▶ _Estratto fornito_:
Ingredienti: 400 gr. di spaghetti, 500gr. di zucchine,1 bustina di zafferano, pepe, provolone del monaco e foglie di menta.
Tagliate a rondelle le zucchine ,friggetele con olio extra, lasciate che si liberino dall’ untume, e poi ne frullate una metà. Intanto mettete a bollire l’acqua, aggiungete la bustina di zafferano, calate gli spaghetti, che toglierete al dente. Amalgamateli con le zucchine intere, con quelle frullate e con un parsimonioso spruzzo di provolone grattugiato, aggiungete un pizzico di pepe, coronate con le foglie di menta.
Biagio Ferrara

Delle zucchine non sopporto il colore, un verde viscido, interrotto qua e là dal verde vescica: insomma un verde che è immagine significativa del “vizio” primo dell’ortaggio, e cioè una dolcezza acquosa che all’improvviso schiude punte di cupa acidezza, così robuste da minacciare perfino la nobiltà del sapore della pasta. Non per caso molti, a cui le zucchine non sono gradite, le mangiano solo nascoste e fuse nella frittata, nel “filoscio”. Fritte, le zucchine diventano ancora più ambigue, poiché conservano dentro di sé gocce di umore amaro e in più si arrognano, si accartocciano in rappe che pungono la lingua.

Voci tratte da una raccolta
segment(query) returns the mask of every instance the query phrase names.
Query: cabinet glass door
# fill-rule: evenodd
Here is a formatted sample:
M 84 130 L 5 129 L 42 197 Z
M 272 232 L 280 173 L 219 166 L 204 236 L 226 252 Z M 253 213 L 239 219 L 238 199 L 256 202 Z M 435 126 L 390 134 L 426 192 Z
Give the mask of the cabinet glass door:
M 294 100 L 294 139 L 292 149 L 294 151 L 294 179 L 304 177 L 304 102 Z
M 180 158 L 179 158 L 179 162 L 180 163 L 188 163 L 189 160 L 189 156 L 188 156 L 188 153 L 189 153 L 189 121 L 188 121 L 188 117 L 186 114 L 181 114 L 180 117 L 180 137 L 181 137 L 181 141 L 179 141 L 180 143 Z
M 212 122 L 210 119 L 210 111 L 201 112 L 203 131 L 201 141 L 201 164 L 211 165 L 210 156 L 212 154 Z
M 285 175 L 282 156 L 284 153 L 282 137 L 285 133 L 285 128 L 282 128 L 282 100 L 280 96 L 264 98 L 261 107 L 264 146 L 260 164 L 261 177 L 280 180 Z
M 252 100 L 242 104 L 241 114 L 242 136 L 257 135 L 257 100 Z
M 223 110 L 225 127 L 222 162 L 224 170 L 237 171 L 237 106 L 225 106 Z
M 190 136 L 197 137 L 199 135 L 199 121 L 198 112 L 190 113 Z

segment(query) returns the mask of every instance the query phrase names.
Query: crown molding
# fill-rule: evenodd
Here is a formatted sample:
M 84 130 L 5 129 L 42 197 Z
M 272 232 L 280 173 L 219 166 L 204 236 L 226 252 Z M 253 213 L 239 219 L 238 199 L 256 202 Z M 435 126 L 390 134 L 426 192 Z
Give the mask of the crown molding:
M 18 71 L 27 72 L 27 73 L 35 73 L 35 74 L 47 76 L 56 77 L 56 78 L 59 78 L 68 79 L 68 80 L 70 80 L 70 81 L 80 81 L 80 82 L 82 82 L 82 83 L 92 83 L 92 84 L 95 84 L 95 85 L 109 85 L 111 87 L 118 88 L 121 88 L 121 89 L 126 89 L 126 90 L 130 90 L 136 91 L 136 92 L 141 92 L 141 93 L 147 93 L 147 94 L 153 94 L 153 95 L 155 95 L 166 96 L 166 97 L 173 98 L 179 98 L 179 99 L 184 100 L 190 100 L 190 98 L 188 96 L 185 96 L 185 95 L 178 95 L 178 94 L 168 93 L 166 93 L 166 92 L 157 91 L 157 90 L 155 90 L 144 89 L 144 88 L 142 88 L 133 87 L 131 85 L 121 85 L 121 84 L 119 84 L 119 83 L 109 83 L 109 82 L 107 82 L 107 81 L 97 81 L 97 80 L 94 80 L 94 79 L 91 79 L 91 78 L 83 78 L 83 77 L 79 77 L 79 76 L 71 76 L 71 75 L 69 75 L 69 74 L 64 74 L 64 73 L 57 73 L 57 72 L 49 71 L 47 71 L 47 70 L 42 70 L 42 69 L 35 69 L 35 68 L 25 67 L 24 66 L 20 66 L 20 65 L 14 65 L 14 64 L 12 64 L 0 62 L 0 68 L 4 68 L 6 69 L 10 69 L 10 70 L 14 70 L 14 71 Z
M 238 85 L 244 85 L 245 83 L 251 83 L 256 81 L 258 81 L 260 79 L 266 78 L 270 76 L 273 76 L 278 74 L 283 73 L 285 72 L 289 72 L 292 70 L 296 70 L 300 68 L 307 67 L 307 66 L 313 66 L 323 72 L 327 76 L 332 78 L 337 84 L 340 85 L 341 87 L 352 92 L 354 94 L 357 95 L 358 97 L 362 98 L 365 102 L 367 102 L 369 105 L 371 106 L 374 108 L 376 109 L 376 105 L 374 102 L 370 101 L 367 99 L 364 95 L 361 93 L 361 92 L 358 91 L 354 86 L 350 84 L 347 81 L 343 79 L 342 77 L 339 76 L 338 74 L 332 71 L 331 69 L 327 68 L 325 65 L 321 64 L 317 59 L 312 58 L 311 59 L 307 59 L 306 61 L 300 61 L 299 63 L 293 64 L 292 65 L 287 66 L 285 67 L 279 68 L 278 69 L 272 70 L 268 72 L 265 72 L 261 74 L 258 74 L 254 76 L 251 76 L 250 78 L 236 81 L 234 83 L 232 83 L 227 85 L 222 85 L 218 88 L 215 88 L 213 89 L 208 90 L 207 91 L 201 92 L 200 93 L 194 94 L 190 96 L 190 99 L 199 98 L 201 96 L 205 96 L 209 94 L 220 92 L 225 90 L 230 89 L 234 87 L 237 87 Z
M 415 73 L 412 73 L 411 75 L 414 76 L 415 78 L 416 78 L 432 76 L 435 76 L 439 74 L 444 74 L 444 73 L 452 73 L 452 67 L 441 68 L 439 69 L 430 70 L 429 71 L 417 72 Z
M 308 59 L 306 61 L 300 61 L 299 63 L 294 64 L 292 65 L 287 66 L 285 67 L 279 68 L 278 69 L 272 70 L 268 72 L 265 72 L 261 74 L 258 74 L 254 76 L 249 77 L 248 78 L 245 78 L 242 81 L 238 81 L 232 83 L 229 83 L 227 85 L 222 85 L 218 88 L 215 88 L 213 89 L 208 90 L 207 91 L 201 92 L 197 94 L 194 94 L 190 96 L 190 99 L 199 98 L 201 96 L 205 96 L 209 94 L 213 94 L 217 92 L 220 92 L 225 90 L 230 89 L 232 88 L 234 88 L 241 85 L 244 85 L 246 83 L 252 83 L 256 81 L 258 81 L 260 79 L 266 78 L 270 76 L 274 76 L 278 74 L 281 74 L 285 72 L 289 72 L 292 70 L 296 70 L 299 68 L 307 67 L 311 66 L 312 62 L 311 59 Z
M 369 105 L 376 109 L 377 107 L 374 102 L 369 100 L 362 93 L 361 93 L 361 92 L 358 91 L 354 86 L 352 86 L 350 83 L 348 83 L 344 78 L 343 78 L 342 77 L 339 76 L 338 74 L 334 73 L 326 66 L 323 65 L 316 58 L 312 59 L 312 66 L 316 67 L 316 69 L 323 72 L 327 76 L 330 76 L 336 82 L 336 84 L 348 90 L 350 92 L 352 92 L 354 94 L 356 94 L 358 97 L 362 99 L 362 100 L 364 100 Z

▶ _Consegna 1_:
Rispondi in base all'estratto:
(a) Quanti grammi di zucchine sono previsti tra gli ingredienti?
(b) Dopo la frittura, quale parte delle zucchine va frullata?
(c) In quale preparazione molti mangiano le zucchine soltanto nascoste e fuse?
▶ _Consegna 2_: Riscrivi la parte dell'estratto da "Ingredienti: 400 gr." fino a "le foglie di menta." compreso, cambiando "zafferano" in "curcuma".
Per svolgere l'esercizio l'elenco non serve.

▶ _Risultato esercizio 1_:
(a) 500 grammi.
(b) Una metà.
(c) Nella frittata, nel "filoscio".

▶ _Risultato esercizio 2_:
Ingredienti: 400 gr. di spaghetti, 500gr. di zucchine,1 bustina di curcuma, pepe, provolone del monaco e foglie di menta.
Tagliate a rondelle le zucchine ,friggetele con olio extra, lasciate che si liberino dall’ untume, e poi ne frullate una metà. Intanto mettete a bollire l’acqua, aggiungete la bustina di curcuma, calate gli spaghetti, che toglierete al dente. Amalgamateli con le zucchine intere, con quelle frullate e con un parsimonioso spruzzo di provolone grattugiato, aggiungete un pizzico di pepe, coronate con le foglie di menta.